> [Given request]: Copy every line below word for word, leaving out the pictures.
=== Data ===
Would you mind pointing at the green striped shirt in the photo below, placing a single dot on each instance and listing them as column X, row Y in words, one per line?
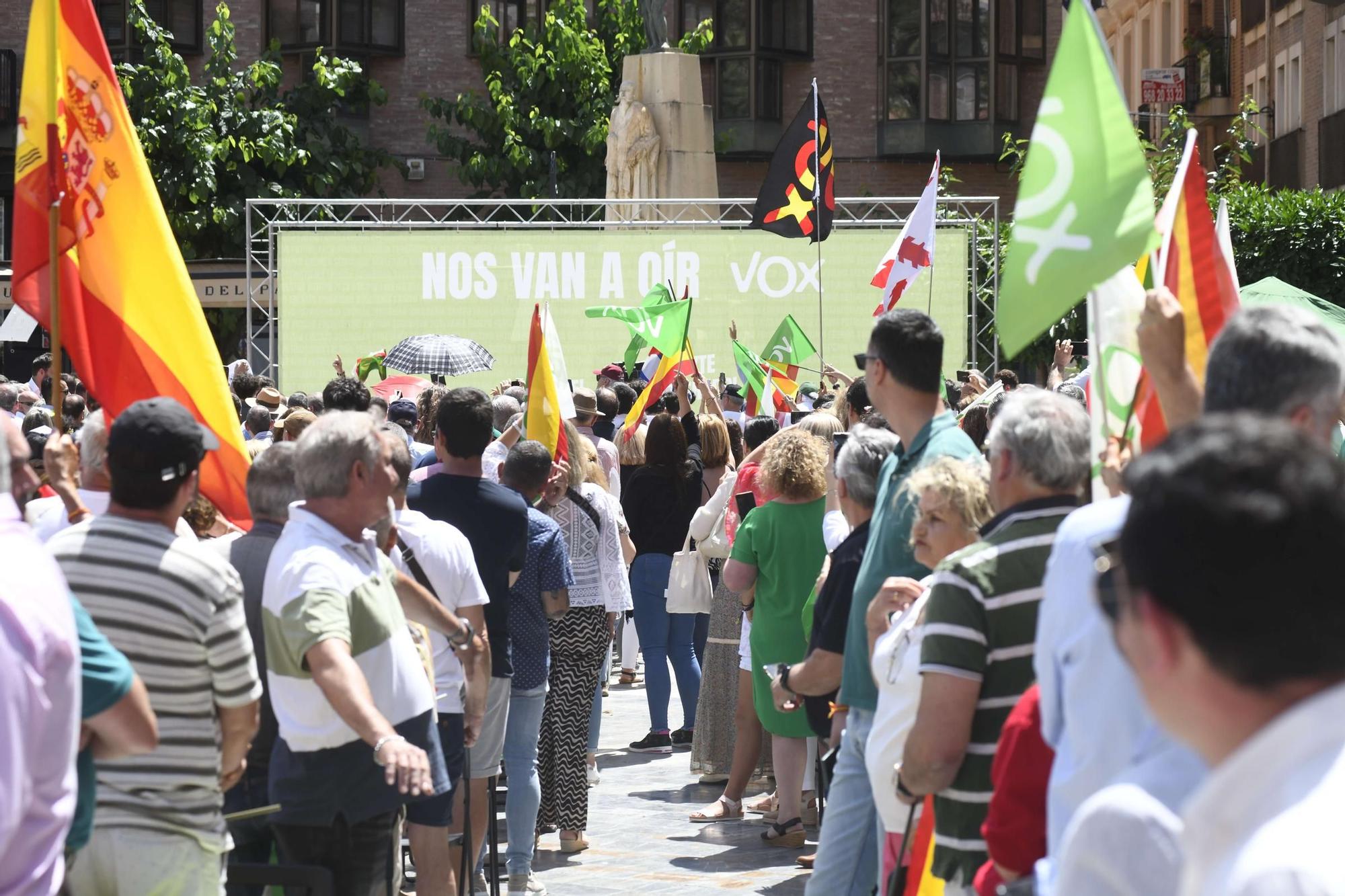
column 981, row 623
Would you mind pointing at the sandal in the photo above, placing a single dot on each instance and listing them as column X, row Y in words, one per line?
column 732, row 810
column 785, row 837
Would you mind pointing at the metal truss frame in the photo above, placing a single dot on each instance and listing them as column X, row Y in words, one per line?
column 264, row 220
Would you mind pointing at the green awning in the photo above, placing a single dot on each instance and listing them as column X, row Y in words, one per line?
column 1273, row 291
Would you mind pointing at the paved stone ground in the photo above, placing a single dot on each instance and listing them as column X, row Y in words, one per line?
column 642, row 841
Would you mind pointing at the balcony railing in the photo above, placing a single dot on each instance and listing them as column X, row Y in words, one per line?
column 9, row 88
column 1331, row 132
column 1207, row 72
column 1286, row 161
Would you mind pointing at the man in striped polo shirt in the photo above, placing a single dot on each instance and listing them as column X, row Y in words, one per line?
column 176, row 610
column 981, row 624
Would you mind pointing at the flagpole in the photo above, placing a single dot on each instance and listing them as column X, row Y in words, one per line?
===
> [Answer for the task]:
Would you mind pointing at the green striped shirt in the photo below, placing a single dot on each instance and listing them as column X, row Y in words, one per line?
column 981, row 623
Would you mind pointing at the sandal in the photo above, placing a single dot on each instance and listing them as column X, row Y in words, one per line?
column 732, row 810
column 785, row 837
Would you mind pointing at the metal truss frame in the photo above, placing a single dot on each instance and listing them as column X, row Y in words, one per line?
column 264, row 220
Would you mind pointing at the green awning in the photo above, placing a single dot on each instance and listing them as column X, row Y in words, one per line?
column 1273, row 291
Would you mind pointing at the paved stone ground in the photo above, placing a single dot on each instance and listing them as column X, row Y in words, one per line?
column 642, row 841
Would you mind pointing at the balcony railing in the photo above, placing a single dot on each instance and listing them as column X, row Y in words, one per line?
column 9, row 88
column 1331, row 132
column 1207, row 72
column 1286, row 161
Would you mind pointing at the man in striped polo shirt in the photo above, placing a single dot on each instance and listing them as column X, row Y in words, one per line?
column 176, row 610
column 981, row 624
Would you mind pointing at the flagpole in the photo above, placing a single dot on each instance and listing them as column X, row Y in words, one per line?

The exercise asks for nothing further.